# Complete the following:
**1.** Do these statements agree with the post about clearing email accounts? For each, answer yes or no and quote the words that decide it. (a) The writer forwards each new address to a central account. (b) The writer wants the accounts removed along with their mail. (c) The writer still has the app that once did this job.
**2.** Which numbers and number ranges appear in the post about clearing email accounts? List every one.
**3.** How would you render this sentence from the post about clearing email accounts in Spanish: "The problem is that I need to delete most of the email on the domain server, which is stored as 20 here, 30 there, 100 in another account."?

I seek a tool that will let me clear all the email account contents in a given domain w/o deleting the accounts.

I have a great number of email addresses.  I usually create a new address for any subscription or purchase, then forward that account to a central, unpublished account.  This has served me well in regard to identifying/quelling questionable sources.  However, those addresses do tend to accumulate mail.  While no more than 300-350 are currently active, there are probabably 500+ accounts all told.

The problem is that I need to delete most of the email on the domain server, which is stored as 20 here, 30 there, 100 in another account.

I had, several system crashes ago, an app that did that very thing for me ... I simply pointed it to the domain, and it deleted all current email w/o changing the account(s).  Unfortunately, I've lost that due to faulty backups.  I don't even recall the name of it, and searches via Google & other engines have not produced anything similar.

Stored items:
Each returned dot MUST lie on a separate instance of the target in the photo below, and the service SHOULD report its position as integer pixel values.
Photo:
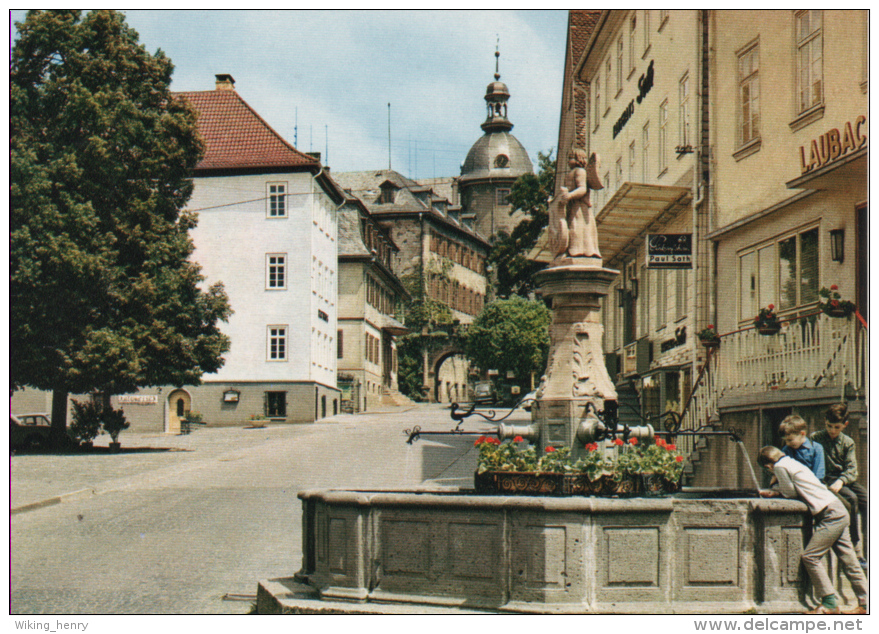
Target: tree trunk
(58, 433)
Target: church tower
(492, 165)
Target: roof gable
(238, 139)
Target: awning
(635, 210)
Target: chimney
(225, 82)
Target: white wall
(233, 236)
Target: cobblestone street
(174, 531)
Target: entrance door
(179, 403)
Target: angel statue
(572, 228)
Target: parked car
(30, 431)
(484, 393)
(527, 401)
(27, 431)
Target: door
(179, 403)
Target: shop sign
(645, 83)
(670, 251)
(833, 144)
(138, 399)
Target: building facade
(447, 256)
(370, 298)
(723, 196)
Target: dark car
(484, 393)
(28, 431)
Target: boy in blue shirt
(799, 447)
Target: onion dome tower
(492, 165)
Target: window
(632, 159)
(749, 94)
(619, 177)
(277, 340)
(684, 94)
(276, 270)
(810, 63)
(277, 198)
(276, 404)
(783, 272)
(661, 286)
(633, 23)
(663, 136)
(608, 68)
(681, 279)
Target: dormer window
(388, 193)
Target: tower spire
(496, 96)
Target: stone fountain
(451, 549)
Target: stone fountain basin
(695, 552)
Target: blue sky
(334, 72)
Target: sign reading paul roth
(670, 251)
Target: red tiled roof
(236, 137)
(582, 23)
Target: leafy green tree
(513, 271)
(510, 335)
(103, 295)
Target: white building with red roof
(267, 230)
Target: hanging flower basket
(709, 337)
(832, 304)
(766, 322)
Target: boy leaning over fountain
(841, 467)
(830, 529)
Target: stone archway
(449, 386)
(179, 404)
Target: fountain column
(576, 375)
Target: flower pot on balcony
(836, 312)
(769, 329)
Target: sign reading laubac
(670, 251)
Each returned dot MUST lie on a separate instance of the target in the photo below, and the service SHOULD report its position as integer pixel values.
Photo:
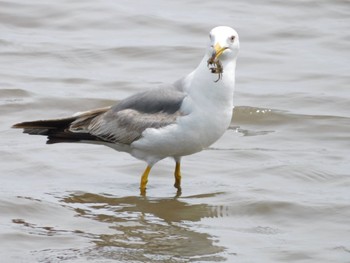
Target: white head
(224, 44)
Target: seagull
(173, 120)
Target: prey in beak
(214, 63)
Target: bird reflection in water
(148, 228)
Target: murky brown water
(275, 188)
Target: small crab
(215, 67)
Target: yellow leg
(177, 176)
(144, 179)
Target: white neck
(207, 89)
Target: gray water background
(274, 188)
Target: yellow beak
(218, 50)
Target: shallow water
(274, 188)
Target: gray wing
(125, 122)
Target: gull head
(222, 50)
(223, 43)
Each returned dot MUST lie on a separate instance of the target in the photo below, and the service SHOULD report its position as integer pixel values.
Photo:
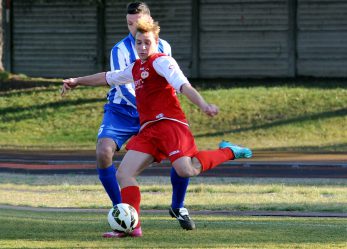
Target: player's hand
(68, 84)
(210, 109)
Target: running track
(263, 164)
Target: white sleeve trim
(120, 77)
(167, 67)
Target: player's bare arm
(90, 80)
(194, 96)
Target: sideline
(193, 212)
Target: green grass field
(83, 229)
(278, 117)
(272, 117)
(27, 229)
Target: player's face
(131, 21)
(146, 44)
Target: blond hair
(145, 25)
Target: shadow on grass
(306, 82)
(316, 116)
(342, 147)
(21, 113)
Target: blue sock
(109, 181)
(179, 188)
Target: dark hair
(138, 8)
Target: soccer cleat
(182, 215)
(239, 152)
(114, 234)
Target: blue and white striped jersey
(122, 55)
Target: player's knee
(184, 172)
(104, 155)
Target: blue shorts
(119, 125)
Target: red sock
(132, 196)
(210, 159)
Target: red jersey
(155, 98)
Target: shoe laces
(183, 212)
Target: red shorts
(164, 139)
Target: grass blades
(235, 194)
(28, 229)
(292, 118)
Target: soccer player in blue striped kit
(121, 121)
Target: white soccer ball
(123, 218)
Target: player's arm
(194, 96)
(167, 67)
(118, 77)
(98, 79)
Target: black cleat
(182, 215)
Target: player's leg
(132, 165)
(116, 128)
(209, 159)
(106, 170)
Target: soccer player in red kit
(164, 131)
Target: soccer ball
(123, 218)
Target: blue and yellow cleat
(239, 152)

# Expected outputs:
**1.**
(a) Yes: "then forward that account to a central, unpublished account"
(b) No: "w/o deleting the accounts"
(c) No: "Unfortunately, I've lost that due to faulty backups."

**2.** 300-350, 500+, 20, 30, 100

**3.** El problema es que necesito borrar la mayor parte del correo del servidor del dominio, que está almacenado como 20 aquí, 30 allá, 100 en otra cuenta.